Kun je deze vragen over het documentgedeelte hieronder beantwoorden?
1. Door wie was de mentor van eiseres benoemd?
2. Op grond van welk artikel van welke wet wees verweerder het verzoek om een PGB af?
3. Van welke vorm van zorg heeft verweerder eiseres geadviseerd gebruik te maken?

▶ [DOCUMENTGEDEELTE]
═══
2. Op 11 september 1015 heeft een Bewustekeuzegesprek (BKG) plaatsgevonden, dat gevoerd is met mevrouw [medewerkster Stichting], werkzaam bij de Stichting. Zij heeft bij die gelegenheid voormelde Verklaring overhandigd. Zij zou de gewaarborgde hulp voor eiseres worden, als medewerkster van de Stichting. Zij heeft de Verklaring gewaarborgde hulp daarom niet persoonlijk ondertekend. Zij heeft verder verklaard dat de mentor van eiseres, die door de rechtbank was benoemd, is ontheven uit haar functie. Het BKG heeft vervolgens geen doorgang meer gevonden, waardoor de informatie/vragenlijst niet meer is ingevuld.
3. Bij het primaire besluit van 21 september 2015 heeft verweerder het verzoek om toekenning van een PGB afgewezen op grond van het bepaalde in artikel 4:35 van de Algemene wet bestuursrecht (Awb). Volgens verweerder heeft eiseres haar keuze voor een PGB onvoldoende bewust gemaakt. Verder zijn eiseres en haar omgeving onvoldoende in staat om zelf op een correcte manier zorg te regelen met een PGB en evenmin om een uitgebreide PGB-administratie bij te houden en het PGB op een correcte manier te besteden. Verweerder heeft eiseres daarom geadviseerd gebruik te maken van ZIN.
═══
▶ [GEËXTRAHEERDE VERMELDINGEN]
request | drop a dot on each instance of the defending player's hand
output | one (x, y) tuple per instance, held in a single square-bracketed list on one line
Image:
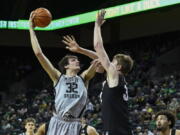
[(95, 64), (71, 43), (31, 24), (100, 17)]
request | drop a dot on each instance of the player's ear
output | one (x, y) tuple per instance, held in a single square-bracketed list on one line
[(119, 67), (169, 123)]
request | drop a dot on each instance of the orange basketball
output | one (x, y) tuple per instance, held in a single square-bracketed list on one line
[(42, 17)]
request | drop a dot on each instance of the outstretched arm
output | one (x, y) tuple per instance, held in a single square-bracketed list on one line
[(90, 72), (45, 63), (41, 130), (91, 131), (98, 43), (112, 73), (73, 46)]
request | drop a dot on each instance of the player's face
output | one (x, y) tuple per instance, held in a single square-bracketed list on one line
[(115, 63), (73, 64), (162, 123), (30, 127)]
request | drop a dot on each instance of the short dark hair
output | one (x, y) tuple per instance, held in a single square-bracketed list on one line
[(170, 116), (65, 61), (125, 61), (29, 120)]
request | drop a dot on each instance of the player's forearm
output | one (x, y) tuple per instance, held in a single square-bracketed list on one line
[(89, 53), (34, 42), (98, 42)]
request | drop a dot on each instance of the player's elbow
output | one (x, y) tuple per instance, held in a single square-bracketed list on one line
[(38, 53), (97, 46)]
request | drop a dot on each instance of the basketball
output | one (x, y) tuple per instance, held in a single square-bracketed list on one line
[(42, 17)]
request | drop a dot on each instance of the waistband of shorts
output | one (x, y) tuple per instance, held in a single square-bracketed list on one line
[(67, 118)]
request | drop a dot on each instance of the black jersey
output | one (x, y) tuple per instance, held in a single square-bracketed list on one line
[(84, 130), (173, 132), (115, 109), (46, 127)]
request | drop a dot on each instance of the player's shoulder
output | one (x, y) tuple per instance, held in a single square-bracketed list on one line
[(91, 130), (177, 132)]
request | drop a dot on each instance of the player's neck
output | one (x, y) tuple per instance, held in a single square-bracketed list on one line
[(166, 132), (71, 73), (29, 133)]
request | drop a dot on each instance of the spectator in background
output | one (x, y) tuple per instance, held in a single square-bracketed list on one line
[(29, 126), (165, 122)]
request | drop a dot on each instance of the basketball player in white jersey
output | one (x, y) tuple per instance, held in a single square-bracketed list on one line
[(85, 130), (70, 89), (29, 126)]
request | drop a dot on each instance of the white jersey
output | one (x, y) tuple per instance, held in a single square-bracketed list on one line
[(70, 96)]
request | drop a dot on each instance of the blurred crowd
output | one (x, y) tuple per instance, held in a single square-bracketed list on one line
[(148, 93)]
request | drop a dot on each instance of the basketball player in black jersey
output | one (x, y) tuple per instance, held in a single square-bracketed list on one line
[(29, 126), (165, 121), (115, 114), (85, 130), (115, 93)]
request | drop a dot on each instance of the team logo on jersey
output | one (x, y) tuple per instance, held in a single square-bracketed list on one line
[(72, 86), (125, 95)]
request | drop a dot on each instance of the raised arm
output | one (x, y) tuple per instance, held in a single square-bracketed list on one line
[(98, 43), (90, 72), (41, 130), (45, 63), (73, 46)]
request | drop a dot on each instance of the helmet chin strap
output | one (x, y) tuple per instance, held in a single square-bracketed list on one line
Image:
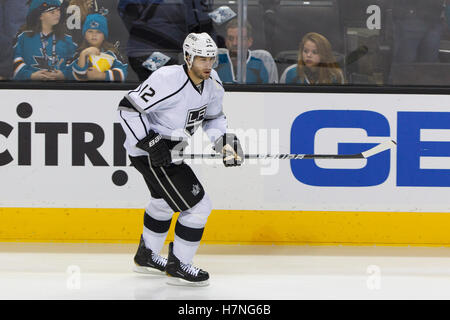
[(189, 61)]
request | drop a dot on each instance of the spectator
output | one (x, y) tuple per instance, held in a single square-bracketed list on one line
[(316, 63), (78, 10), (12, 17), (417, 30), (160, 27), (261, 67), (42, 50), (76, 13), (98, 59)]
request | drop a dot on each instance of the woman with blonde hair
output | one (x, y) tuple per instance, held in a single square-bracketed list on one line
[(316, 63), (76, 13)]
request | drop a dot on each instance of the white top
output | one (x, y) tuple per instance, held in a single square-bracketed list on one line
[(169, 103)]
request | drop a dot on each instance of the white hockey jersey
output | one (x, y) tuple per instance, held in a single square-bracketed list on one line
[(169, 103)]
═══
▶ [ANTWOORD]
1. Door de rechtbank.
2. Op grond van artikel 4:35 van de Algemene wet bestuursrecht (Awb).
3. Van ZIN.